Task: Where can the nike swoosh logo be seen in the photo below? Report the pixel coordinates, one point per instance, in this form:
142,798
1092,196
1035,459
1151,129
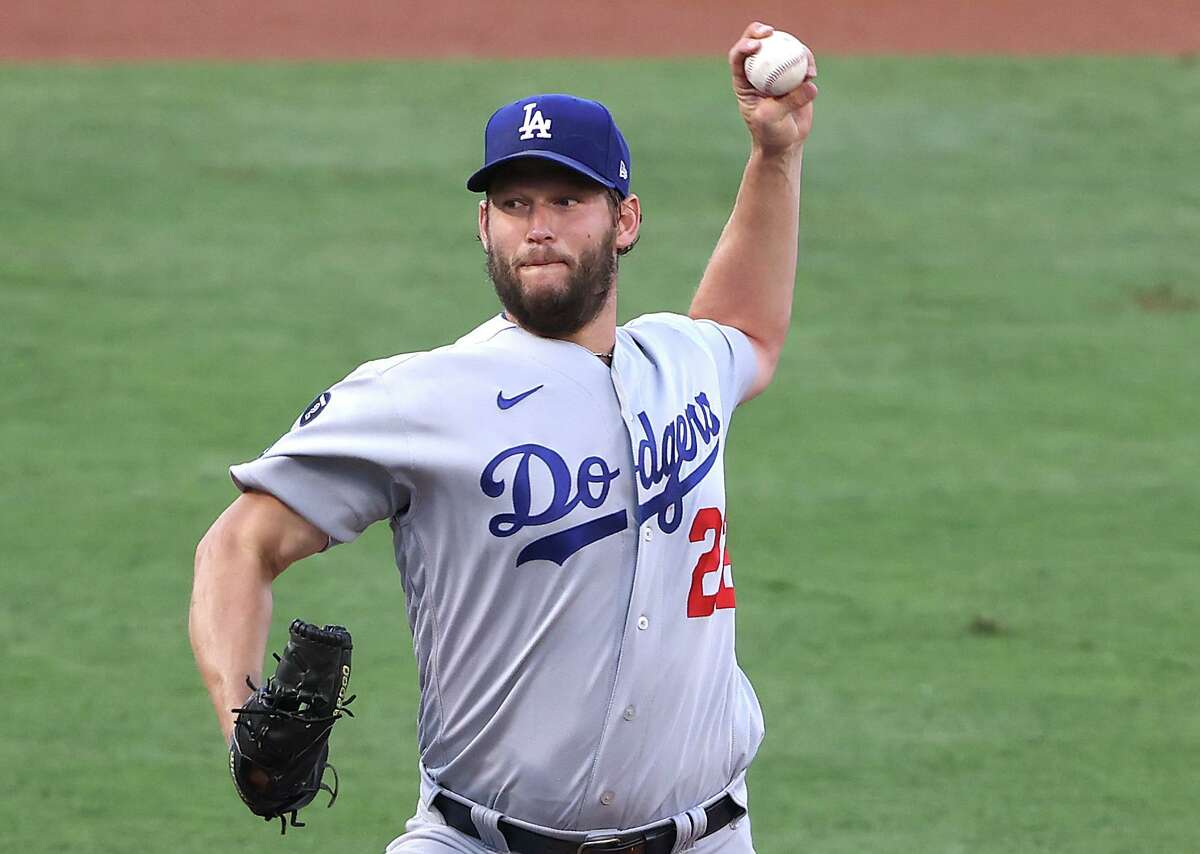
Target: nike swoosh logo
509,402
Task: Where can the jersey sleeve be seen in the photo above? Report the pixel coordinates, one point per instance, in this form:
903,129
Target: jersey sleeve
737,364
341,465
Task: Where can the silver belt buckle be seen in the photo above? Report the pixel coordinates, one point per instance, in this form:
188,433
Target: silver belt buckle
612,845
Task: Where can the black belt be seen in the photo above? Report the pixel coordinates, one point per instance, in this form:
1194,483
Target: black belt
658,840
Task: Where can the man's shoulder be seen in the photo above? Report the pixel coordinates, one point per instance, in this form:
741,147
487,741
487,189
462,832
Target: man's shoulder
664,328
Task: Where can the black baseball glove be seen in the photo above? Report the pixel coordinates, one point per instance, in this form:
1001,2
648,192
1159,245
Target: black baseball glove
280,745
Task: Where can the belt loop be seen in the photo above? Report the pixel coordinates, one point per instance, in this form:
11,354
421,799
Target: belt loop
699,823
487,825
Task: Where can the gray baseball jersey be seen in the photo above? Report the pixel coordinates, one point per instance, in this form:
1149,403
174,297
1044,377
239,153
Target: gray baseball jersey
559,529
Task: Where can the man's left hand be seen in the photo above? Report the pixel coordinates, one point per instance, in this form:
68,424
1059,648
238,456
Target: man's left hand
778,125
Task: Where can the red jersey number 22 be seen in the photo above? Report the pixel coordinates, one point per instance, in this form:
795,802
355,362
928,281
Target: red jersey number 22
717,559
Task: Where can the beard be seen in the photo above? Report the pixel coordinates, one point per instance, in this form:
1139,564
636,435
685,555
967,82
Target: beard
556,312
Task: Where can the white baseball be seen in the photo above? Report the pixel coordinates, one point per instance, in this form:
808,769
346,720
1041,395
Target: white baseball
780,64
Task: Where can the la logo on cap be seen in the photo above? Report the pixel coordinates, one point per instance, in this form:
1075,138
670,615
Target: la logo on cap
534,124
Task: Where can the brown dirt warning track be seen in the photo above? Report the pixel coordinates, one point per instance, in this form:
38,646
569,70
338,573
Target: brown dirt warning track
115,30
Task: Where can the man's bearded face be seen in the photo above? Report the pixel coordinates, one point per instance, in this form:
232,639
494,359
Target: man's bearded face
551,293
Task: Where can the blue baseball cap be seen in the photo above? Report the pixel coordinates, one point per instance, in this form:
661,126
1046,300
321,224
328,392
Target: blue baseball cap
579,133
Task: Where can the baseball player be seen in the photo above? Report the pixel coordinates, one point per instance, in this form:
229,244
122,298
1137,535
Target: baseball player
556,489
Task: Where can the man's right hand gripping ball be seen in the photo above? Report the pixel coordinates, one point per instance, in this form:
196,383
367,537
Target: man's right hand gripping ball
280,744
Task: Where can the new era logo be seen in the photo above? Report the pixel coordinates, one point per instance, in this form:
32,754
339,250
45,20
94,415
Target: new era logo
535,124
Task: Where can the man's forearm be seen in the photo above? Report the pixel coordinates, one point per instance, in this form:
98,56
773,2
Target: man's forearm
750,277
229,620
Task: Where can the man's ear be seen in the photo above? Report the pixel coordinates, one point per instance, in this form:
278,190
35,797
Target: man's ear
629,221
483,223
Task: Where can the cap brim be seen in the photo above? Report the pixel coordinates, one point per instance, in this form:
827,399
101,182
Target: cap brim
478,182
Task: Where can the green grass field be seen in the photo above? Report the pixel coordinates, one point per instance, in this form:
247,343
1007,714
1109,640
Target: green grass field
964,517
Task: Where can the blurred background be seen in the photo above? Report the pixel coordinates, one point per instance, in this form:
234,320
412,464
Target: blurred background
964,518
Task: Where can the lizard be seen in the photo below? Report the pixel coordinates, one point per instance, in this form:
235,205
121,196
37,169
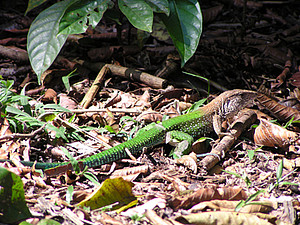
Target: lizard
184,128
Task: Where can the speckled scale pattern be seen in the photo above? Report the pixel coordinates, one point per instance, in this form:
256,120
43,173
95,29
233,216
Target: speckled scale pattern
196,124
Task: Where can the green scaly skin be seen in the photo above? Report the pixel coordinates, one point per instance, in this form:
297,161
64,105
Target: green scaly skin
196,124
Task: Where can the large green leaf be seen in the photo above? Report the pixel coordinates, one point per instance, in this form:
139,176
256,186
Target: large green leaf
138,12
43,41
80,15
159,6
12,199
184,26
33,3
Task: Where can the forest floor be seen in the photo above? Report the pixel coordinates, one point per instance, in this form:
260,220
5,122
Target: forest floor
254,46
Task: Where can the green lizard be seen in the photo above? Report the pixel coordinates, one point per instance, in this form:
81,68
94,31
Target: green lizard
184,128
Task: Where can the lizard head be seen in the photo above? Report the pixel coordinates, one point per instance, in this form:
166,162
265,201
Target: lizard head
231,102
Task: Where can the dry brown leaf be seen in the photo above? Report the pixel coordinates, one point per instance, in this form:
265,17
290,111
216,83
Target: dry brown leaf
232,218
178,184
67,102
190,161
50,96
281,112
225,205
131,173
207,194
272,135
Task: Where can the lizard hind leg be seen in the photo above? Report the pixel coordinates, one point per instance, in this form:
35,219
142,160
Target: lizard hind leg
181,140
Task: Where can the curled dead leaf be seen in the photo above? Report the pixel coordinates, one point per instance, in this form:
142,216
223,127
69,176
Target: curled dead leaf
207,194
281,112
272,135
190,161
225,205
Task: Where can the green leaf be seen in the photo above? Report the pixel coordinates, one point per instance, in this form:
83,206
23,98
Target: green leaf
82,14
69,194
138,12
33,4
112,191
184,26
159,6
12,199
43,41
279,171
92,177
48,222
66,81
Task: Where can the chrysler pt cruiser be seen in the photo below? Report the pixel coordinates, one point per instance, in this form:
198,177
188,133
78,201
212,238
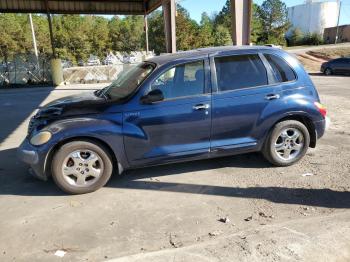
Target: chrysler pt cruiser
186,106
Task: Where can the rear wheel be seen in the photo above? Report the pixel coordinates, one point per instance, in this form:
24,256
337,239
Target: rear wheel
80,167
328,71
287,143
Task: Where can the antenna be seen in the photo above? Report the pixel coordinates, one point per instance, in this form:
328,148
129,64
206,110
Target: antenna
337,32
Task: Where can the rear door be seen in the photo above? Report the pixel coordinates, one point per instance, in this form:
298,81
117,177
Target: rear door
242,92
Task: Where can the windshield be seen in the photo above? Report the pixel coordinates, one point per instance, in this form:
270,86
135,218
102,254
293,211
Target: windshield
128,80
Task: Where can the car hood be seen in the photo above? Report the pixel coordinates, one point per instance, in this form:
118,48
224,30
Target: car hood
80,104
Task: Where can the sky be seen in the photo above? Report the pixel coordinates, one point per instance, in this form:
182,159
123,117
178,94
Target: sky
197,7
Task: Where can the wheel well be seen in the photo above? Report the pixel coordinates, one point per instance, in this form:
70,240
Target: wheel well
80,138
307,122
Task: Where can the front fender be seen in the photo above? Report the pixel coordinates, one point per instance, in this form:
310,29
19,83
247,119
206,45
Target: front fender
286,108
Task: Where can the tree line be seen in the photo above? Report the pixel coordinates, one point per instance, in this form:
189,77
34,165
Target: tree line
78,36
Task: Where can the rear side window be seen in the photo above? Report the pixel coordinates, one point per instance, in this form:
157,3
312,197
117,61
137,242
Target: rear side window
282,71
240,71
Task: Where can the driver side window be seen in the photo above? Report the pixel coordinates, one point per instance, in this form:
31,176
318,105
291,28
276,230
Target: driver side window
182,81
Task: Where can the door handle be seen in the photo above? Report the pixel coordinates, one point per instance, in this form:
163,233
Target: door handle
272,96
201,106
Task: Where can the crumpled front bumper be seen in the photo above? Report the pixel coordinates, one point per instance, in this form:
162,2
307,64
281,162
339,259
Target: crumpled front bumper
34,157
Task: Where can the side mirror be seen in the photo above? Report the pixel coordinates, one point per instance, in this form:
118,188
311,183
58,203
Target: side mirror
155,95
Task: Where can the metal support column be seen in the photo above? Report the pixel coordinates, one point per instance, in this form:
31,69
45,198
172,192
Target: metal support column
145,7
169,12
241,11
51,36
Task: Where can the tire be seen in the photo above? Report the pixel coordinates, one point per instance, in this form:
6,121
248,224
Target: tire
287,136
81,167
328,71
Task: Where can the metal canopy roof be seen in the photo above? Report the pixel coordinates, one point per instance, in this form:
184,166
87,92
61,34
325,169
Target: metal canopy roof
123,7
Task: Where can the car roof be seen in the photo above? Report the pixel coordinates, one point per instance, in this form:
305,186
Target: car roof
197,53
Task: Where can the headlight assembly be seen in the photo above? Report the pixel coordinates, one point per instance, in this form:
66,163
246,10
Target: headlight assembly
40,138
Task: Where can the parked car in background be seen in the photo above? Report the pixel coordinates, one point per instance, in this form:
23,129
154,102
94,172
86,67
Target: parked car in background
186,106
81,62
93,61
274,46
111,59
129,59
336,66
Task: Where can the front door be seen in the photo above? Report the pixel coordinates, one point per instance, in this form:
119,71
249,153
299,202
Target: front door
177,127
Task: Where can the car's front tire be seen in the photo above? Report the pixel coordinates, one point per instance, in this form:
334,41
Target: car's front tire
287,143
80,167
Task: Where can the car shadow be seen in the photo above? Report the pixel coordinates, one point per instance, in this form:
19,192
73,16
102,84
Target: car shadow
14,180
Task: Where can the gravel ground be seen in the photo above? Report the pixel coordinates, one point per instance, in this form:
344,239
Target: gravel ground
180,205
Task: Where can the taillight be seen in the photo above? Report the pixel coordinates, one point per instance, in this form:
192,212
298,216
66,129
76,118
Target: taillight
321,108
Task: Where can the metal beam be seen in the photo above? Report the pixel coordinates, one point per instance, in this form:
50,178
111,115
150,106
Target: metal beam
125,7
241,11
169,12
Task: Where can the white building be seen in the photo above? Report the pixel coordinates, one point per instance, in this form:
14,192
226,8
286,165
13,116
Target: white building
314,16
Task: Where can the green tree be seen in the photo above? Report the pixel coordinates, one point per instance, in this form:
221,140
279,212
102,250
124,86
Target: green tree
295,37
222,36
206,30
156,32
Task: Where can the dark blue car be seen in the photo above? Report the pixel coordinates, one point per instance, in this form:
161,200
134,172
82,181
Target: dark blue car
191,105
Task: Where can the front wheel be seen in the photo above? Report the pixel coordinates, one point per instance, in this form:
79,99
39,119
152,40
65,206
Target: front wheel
287,143
80,167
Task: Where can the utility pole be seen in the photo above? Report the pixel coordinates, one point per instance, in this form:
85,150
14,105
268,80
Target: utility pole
34,39
337,32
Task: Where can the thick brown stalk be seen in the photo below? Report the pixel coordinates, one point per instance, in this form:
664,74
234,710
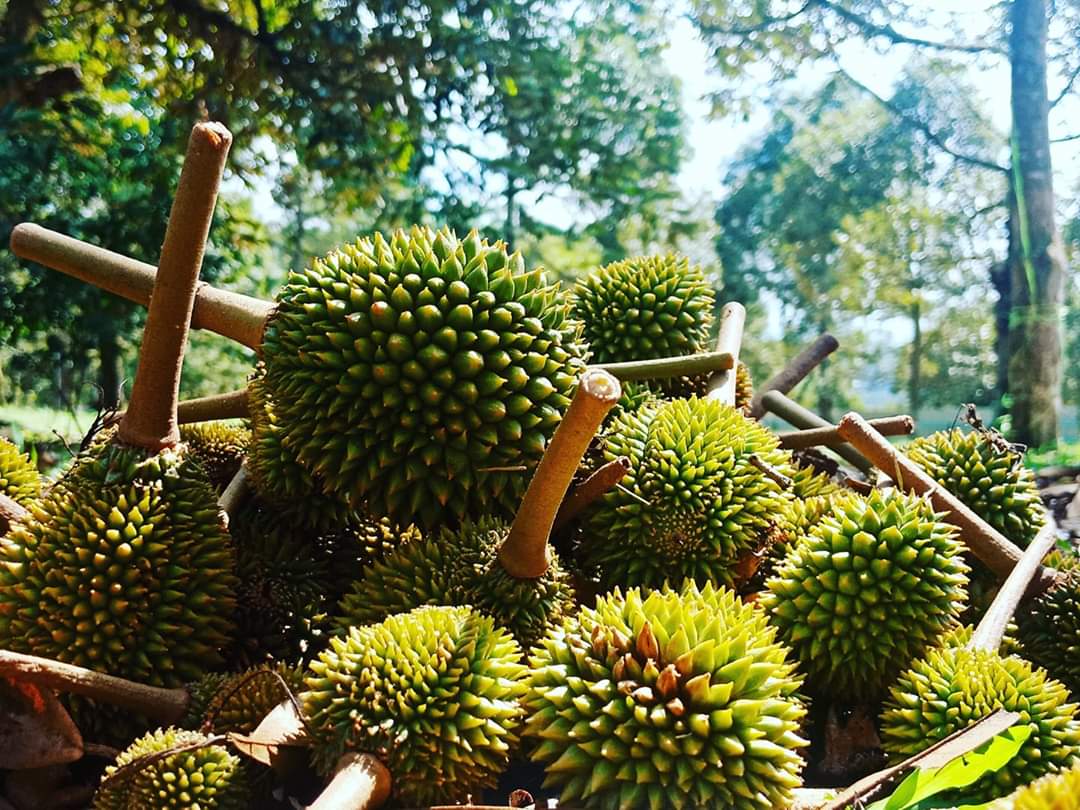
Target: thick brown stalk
721,386
993,548
361,782
237,316
150,421
991,628
163,705
590,489
685,365
524,553
806,419
794,373
799,440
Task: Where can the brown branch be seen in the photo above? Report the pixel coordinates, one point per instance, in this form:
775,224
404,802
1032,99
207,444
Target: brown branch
795,372
524,553
237,316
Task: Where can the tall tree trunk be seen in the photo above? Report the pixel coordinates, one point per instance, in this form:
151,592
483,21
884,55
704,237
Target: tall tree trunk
1038,266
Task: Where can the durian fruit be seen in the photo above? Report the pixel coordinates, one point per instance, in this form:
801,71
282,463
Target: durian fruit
866,591
953,687
435,693
18,477
692,503
666,699
197,777
408,373
218,446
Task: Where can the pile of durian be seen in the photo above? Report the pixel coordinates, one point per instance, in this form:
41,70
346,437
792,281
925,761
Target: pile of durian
378,552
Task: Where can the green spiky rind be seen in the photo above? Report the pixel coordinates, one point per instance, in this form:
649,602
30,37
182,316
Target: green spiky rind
208,778
218,446
998,487
692,503
435,693
866,591
954,687
667,699
644,308
19,478
461,567
124,567
405,369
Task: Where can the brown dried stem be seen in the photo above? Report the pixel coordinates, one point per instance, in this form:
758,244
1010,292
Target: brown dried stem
590,489
721,386
794,373
999,554
237,316
150,420
524,553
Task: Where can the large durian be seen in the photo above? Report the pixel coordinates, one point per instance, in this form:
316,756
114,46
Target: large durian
871,586
666,699
199,775
953,687
692,503
409,373
435,693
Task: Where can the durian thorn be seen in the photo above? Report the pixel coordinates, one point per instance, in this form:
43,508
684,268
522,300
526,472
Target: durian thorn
805,419
991,628
800,440
524,553
794,373
993,548
164,705
230,314
683,365
361,782
721,385
150,421
603,480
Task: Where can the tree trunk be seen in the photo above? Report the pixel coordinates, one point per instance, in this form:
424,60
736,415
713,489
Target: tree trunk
1038,266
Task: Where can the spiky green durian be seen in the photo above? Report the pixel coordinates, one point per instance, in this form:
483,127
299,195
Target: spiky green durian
18,477
866,591
124,566
460,567
408,373
199,775
666,699
218,446
995,485
953,687
435,693
692,503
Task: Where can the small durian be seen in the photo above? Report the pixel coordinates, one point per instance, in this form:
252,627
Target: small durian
666,699
953,687
873,584
199,775
435,693
692,503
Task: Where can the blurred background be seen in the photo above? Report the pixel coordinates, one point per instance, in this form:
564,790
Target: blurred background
905,175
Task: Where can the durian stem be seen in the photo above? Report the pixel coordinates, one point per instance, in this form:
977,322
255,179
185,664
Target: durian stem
230,314
991,628
684,365
721,386
799,440
163,705
794,373
150,421
806,419
999,554
590,489
524,553
361,782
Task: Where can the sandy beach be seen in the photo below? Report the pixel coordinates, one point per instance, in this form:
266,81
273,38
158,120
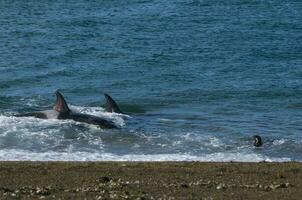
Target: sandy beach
150,180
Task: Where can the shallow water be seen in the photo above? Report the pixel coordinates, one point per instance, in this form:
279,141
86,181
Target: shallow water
197,78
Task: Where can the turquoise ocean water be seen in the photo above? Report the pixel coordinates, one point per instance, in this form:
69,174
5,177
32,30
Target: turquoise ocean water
199,79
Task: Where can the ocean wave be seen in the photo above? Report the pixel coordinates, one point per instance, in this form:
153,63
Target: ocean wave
21,155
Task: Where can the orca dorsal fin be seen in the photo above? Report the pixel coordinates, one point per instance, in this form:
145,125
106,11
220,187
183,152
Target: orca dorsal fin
61,105
111,105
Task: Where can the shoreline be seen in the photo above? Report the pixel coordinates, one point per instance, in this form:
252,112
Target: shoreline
150,180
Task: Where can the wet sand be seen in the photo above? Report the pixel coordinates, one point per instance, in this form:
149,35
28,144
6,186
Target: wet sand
150,180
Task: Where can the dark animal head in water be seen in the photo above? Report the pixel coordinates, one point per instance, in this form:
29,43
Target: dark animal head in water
257,141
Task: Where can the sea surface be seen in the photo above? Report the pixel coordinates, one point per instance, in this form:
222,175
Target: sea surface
196,79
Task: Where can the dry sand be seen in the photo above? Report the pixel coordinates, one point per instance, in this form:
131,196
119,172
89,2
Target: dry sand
150,180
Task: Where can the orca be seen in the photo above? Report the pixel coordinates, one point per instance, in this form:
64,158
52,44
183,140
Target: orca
62,111
111,105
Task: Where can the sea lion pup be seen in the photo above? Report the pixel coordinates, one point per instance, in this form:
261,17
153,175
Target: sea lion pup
62,111
257,141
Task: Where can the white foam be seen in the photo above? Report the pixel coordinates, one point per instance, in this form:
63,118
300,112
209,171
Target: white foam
21,155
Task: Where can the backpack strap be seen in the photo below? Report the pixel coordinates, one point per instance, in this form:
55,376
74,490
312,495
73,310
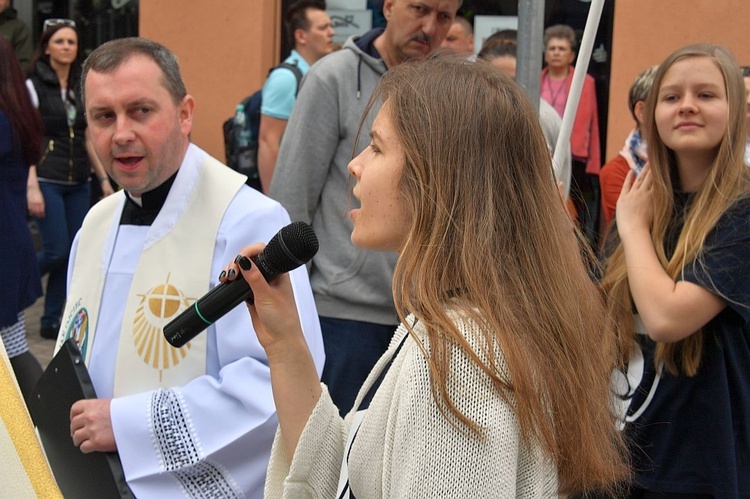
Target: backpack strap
291,66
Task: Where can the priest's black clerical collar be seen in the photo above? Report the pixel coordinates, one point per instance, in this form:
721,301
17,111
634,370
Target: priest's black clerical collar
144,213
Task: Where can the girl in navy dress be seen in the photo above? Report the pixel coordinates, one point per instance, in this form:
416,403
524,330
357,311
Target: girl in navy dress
678,287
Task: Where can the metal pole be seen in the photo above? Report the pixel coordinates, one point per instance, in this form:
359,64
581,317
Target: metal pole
579,73
530,49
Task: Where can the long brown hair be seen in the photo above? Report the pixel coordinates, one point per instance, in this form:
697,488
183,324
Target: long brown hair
490,238
727,181
15,102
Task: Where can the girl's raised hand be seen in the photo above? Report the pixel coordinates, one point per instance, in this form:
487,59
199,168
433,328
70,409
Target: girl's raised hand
635,208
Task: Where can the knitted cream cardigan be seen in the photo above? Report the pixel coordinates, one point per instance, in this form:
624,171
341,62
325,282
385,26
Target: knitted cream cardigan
407,448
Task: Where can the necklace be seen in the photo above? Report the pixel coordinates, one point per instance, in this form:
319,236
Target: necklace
555,94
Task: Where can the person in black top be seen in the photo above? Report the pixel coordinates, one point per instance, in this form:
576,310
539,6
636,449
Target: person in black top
58,185
678,288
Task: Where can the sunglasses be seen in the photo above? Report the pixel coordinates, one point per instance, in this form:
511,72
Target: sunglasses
52,23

☆ ☆ ☆ ☆ ☆

Scan the material above. Extract every line in which the word "below" occurs.

Task: Where can the nike swoosh logo be seen in the photo below? Report the pixel coordinates, one point per instance, in this form:
Task: Where can the lizard be seen in the photo below? Report the pixel coordinates, one point per instance, in this form:
Task: Where can the chrysler pt cruiser be seen in the photo below? Report the pixel coordinates, one point per instance, in this form:
Task: Where can the thick brown stalk be seen in the photo below? Report the pixel coordinates, one point per instance, in this form:
Task: Where can the sandy beach be seen in the photo below? Report the pixel coordinates, one point per instance, in this form:
Task: Where can the backpack strap be seen in the photo below? Report the pixel coordinates, one point per instance, in this form:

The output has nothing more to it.